>> start

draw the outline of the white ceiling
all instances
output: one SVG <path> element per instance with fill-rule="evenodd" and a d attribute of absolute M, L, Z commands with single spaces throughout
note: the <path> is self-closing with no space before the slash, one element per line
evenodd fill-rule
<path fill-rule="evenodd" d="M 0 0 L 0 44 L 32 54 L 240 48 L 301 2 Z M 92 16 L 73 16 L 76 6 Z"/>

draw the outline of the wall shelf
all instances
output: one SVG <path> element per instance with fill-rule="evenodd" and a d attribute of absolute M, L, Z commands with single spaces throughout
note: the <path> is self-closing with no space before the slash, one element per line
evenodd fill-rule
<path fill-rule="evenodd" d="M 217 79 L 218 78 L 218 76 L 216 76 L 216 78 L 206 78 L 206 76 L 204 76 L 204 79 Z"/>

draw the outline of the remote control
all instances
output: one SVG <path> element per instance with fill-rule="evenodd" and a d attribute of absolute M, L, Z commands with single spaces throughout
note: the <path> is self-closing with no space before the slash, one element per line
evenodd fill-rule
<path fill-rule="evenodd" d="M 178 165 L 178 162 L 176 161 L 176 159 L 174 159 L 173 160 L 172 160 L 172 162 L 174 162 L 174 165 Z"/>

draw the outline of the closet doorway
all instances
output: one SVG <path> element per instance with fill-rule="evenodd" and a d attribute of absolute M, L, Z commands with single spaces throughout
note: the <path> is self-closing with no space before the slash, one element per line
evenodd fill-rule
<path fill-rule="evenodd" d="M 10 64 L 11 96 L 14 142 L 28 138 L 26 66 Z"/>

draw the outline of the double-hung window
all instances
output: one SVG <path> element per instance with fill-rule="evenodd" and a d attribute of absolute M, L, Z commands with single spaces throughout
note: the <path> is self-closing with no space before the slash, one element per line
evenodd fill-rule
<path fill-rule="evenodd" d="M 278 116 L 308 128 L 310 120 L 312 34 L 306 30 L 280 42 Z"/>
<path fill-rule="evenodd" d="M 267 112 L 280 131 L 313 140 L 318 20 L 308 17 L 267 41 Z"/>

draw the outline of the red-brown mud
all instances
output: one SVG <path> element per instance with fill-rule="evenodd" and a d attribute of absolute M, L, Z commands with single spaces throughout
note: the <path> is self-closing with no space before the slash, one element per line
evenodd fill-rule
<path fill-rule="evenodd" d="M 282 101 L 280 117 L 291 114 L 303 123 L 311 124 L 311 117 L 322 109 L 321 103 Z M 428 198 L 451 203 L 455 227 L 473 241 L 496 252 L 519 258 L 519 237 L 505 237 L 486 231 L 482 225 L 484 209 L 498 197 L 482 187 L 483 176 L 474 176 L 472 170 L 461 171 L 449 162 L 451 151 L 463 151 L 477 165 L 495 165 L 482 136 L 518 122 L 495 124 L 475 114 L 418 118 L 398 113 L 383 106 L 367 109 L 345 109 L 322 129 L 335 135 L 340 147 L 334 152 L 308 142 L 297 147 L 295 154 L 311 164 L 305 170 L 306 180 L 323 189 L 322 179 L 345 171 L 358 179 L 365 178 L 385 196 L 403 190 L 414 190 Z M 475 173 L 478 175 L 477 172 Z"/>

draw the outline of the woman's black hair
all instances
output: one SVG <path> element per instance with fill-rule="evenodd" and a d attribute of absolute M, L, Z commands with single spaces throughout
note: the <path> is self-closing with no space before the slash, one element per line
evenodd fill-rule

>> end

* **OBJECTIVE**: Print all of the records above verbatim, line by line.

* **RESULT OF THIS EXERCISE**:
draw the outline of the white ceiling
all instances
output: one SVG <path> element per instance with fill-rule="evenodd" and a d attribute of absolute M, L, Z commands with single spaces throughout
note: the <path> is self-closing with no space before the slash, one element per line
evenodd fill-rule
<path fill-rule="evenodd" d="M 0 0 L 0 44 L 32 54 L 240 48 L 301 2 Z M 92 16 L 73 16 L 76 6 Z"/>

draw the outline of the wall shelf
all instances
output: one SVG <path> element per instance with fill-rule="evenodd" and a d attribute of absolute M, L, Z commands with single spaces throughout
note: the <path> is self-closing with no space before the slash, one element per line
evenodd fill-rule
<path fill-rule="evenodd" d="M 217 79 L 218 78 L 218 76 L 216 76 L 216 78 L 206 78 L 206 76 L 204 76 L 204 79 Z"/>

draw the outline of the remote control
all instances
output: one SVG <path> element per instance with fill-rule="evenodd" and a d attribute of absolute M, L, Z commands with single spaces throughout
note: the <path> is self-closing with no space before the slash, one element per line
evenodd fill-rule
<path fill-rule="evenodd" d="M 178 165 L 178 162 L 176 161 L 176 159 L 174 159 L 173 160 L 172 160 L 172 162 L 174 162 L 174 165 Z"/>

draw the outline of the closet doorway
all instances
output: one SVG <path> element per instance with fill-rule="evenodd" and a d attribute of absolute M, L, Z commands with single spaces throughout
note: the <path> is self-closing with no space before the slash, one element per line
evenodd fill-rule
<path fill-rule="evenodd" d="M 10 64 L 11 96 L 14 142 L 28 138 L 26 66 Z"/>

draw the outline of the double-hung window
all instances
output: one SVG <path> element per instance with fill-rule="evenodd" and a d attribute of absolute M, L, Z commands with single spaces throughout
note: the <path> is self-closing with no space before the slash, one element per line
evenodd fill-rule
<path fill-rule="evenodd" d="M 278 116 L 308 128 L 310 120 L 312 34 L 306 30 L 280 42 Z"/>
<path fill-rule="evenodd" d="M 267 112 L 280 131 L 313 140 L 318 20 L 308 17 L 267 41 Z"/>

draw the outline of the red-brown mud
all instances
output: one SVG <path> element per instance with fill-rule="evenodd" and a d attribute of absolute M, L, Z commands with single spaces throughout
note: the <path> is self-closing with no space before the slash, one element per line
evenodd fill-rule
<path fill-rule="evenodd" d="M 282 101 L 280 117 L 291 114 L 303 123 L 311 124 L 311 117 L 322 109 L 321 103 Z M 428 198 L 451 203 L 455 227 L 473 241 L 496 252 L 519 258 L 519 237 L 505 237 L 486 231 L 482 225 L 484 209 L 498 197 L 482 187 L 483 176 L 474 176 L 472 170 L 461 171 L 449 162 L 451 151 L 463 151 L 477 165 L 495 165 L 482 136 L 518 122 L 495 124 L 475 114 L 418 118 L 398 113 L 383 106 L 367 109 L 345 109 L 322 129 L 335 135 L 340 147 L 334 152 L 308 142 L 297 147 L 295 154 L 311 164 L 305 170 L 306 180 L 323 189 L 322 179 L 345 171 L 358 179 L 365 178 L 385 196 L 403 190 L 414 190 Z M 475 173 L 478 175 L 477 172 Z"/>

draw the outline of the woman's black hair
all instances
output: one SVG <path> element per instance with fill-rule="evenodd" and a d attribute of absolute M, L, Z commands with single spaces throughout
note: the <path> is self-closing with no space before the slash, one element per line
evenodd fill-rule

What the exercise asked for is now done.